Given exercise — Reproduce the data below word for word, keeping every line in its original order.

Record set —
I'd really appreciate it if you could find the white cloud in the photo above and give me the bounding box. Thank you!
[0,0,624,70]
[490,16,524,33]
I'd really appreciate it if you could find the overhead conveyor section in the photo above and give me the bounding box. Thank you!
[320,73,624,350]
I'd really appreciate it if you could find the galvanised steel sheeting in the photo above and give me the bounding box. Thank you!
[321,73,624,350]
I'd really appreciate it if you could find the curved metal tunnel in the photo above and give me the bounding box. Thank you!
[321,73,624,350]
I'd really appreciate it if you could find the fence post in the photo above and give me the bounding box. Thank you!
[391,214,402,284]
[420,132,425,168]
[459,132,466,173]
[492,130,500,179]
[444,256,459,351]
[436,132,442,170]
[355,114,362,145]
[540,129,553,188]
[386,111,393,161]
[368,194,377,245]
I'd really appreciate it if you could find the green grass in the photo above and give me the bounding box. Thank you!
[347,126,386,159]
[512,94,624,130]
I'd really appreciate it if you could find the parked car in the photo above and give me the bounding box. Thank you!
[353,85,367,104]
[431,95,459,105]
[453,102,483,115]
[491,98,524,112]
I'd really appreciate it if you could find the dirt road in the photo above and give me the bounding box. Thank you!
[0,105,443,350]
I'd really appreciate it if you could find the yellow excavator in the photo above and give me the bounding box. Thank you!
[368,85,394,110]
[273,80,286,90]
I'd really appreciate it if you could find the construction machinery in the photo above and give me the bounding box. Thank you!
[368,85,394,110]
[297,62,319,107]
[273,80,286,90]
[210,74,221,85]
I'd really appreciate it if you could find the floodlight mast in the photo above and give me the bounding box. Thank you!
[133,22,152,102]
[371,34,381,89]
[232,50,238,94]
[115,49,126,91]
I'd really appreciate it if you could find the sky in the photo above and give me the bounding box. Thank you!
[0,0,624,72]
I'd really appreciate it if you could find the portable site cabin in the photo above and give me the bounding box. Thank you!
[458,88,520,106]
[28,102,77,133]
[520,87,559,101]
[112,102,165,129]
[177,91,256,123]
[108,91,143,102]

The reply —
I'd really appreciate it if you could find the white cloud in the photo above and give me the bounding box. Thank you!
[0,0,624,70]
[490,16,524,33]
I'd really appreciate it if you could find the overhead conveyor section in the photo above and give me the bounding box. Thank you!
[320,73,624,350]
I'd really appreciate it if you could find the galvanised steel sheeting in the photo above and give me the bounding box. Thank you!
[321,73,624,350]
I'd really appreciate it if you could find the curved metal tunnel in the photo above and give me the bounding box. Thank you!
[321,73,624,350]
I'd really appreciate it if you could find the fence post in the photo above and give me the bounding box. Thank you!
[391,214,402,284]
[420,132,425,168]
[459,132,466,173]
[492,130,500,179]
[444,256,459,351]
[436,132,442,170]
[355,114,362,145]
[540,129,553,188]
[386,111,393,161]
[368,194,377,245]
I'd really appreciate it if you could find the green grass in the photo above and give me the bounding box. Thank you!
[347,126,386,159]
[512,94,624,130]
I'd really appreciate it if you could find the parked car in the photo above and give me the bounding box. Thank you!
[353,85,367,104]
[431,95,459,105]
[453,102,483,115]
[491,98,524,112]
I'd really appreciate it if you could find the dirt road in the photo above and give me the bounding box. Thank you!
[0,105,443,350]
I'd really appreciate it if you could find the yellow excavator in the photo above and give me the bounding box. Thank you!
[368,85,394,110]
[273,80,286,90]
I'd really appreciate it if you could find the construction machinery in the photo above and give me the bounding box. Thank you!
[368,85,394,110]
[297,62,319,107]
[273,80,286,90]
[210,74,221,85]
I'd really appreciate it if you could find the floodlight mast in the photo above and give me the bounding box. Thank you!
[133,22,152,102]
[371,34,381,89]
[232,50,238,94]
[115,49,126,91]
I'd really appreciate it if you could find the sky in the photo above and give me the bounding box. Thank you!
[0,0,624,72]
I'd really appreciate it if you could find the portable site cabin in the photo above and give me the bounding box. Thank you!
[458,88,520,106]
[28,102,77,133]
[520,87,559,101]
[112,102,165,129]
[177,91,256,123]
[108,91,143,102]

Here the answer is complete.